▶ _TASK DESCRIPTION_
Would you give all of the records again, exactly as they read?

▶ _GIVEN ENTRIES_
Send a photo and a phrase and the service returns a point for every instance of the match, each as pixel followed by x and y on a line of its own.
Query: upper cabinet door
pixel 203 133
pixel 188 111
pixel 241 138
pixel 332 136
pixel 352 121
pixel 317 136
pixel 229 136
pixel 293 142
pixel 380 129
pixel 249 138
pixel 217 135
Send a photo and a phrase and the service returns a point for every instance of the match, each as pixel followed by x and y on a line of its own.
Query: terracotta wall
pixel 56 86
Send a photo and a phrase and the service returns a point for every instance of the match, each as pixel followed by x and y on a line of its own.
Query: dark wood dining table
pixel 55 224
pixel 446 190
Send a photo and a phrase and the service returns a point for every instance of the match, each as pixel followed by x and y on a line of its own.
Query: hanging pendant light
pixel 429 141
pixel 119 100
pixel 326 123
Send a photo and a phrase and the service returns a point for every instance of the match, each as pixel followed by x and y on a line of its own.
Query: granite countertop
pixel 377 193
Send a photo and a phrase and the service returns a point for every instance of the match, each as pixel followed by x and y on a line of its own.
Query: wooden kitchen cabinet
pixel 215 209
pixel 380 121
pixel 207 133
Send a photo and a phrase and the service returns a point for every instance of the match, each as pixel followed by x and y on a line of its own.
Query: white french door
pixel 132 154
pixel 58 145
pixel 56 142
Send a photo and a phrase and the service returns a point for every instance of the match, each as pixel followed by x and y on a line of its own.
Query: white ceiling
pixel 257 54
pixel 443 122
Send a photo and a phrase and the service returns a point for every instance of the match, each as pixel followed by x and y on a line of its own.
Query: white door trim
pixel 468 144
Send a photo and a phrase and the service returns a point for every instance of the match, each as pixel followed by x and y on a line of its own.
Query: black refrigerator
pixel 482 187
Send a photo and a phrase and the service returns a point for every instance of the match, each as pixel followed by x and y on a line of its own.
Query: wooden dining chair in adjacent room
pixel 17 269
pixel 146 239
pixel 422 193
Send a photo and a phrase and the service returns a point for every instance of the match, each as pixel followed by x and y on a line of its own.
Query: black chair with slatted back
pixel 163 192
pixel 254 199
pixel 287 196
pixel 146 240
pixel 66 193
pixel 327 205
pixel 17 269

▶ _FINISHED TASK_
Send a photo and a phrase and the service returns a point for every instance of the match, each as pixel followed by x and y on a line of its own.
Query: upper cabinet door
pixel 203 133
pixel 188 111
pixel 241 138
pixel 332 136
pixel 352 121
pixel 317 136
pixel 229 136
pixel 293 142
pixel 380 129
pixel 249 138
pixel 217 135
Send a photo and a phrase and the service returns a point for every instance of the match, each as pixel followed by x and y on a line of its own.
Query: terracotta wall
pixel 56 86
Send a photo and a phrase and the service returns a point for every instance of the match, each as pixel followed by x and y on a line of its own.
Query: dark wood dining table
pixel 55 224
pixel 446 190
Send a photo and a phrase and the service returns a point for every instance of the match, each as pixel followed by x and y on a line of its own.
Query: hanging pendant light
pixel 429 141
pixel 119 100
pixel 326 123
Send a photo and a phrase and the service returns a point for every instance of the match, each as pixel followed by x and y on a line of its own.
Query: granite countertop
pixel 377 193
Send a photo and a phrase and the service returns a point for every instance of the match, each as pixel followed by x and y on a line of its own.
Query: wooden kitchen cabinet
pixel 215 209
pixel 380 121
pixel 207 133
Send a photo and a phrase and the service returns a point for every instance of the match, each as pixel followed by x and y on a line of its own.
Query: white french door
pixel 132 154
pixel 58 145
pixel 56 142
Send a photo and a phrase and the service returns a point for every instance of the match, each as pixel followed by x and y on a line of its own.
Query: white ceiling
pixel 257 54
pixel 443 122
Send a photo and a phrase and the service returns a point for every instance of the match, each as pixel followed by x and y on a line of its own.
Query: white door trim
pixel 468 144
Send a photo and a phrase and the service returns a point for every instance of the match, each as pixel followed by x and y on a line of its own.
Query: black refrigerator
pixel 482 187
Send a photo and a phrase and the service returns a point for every instance of the match, each as pixel followed by x and y on a line of its own.
Query: wooden dining chair in adjacent room
pixel 17 269
pixel 146 239
pixel 422 193
Send a photo and a phrase and the service returns a point for every instance of the match, each as pixel followed by x and y on a line of its own.
Query: black chair with slatted back
pixel 163 192
pixel 254 199
pixel 287 196
pixel 146 240
pixel 66 193
pixel 327 205
pixel 17 269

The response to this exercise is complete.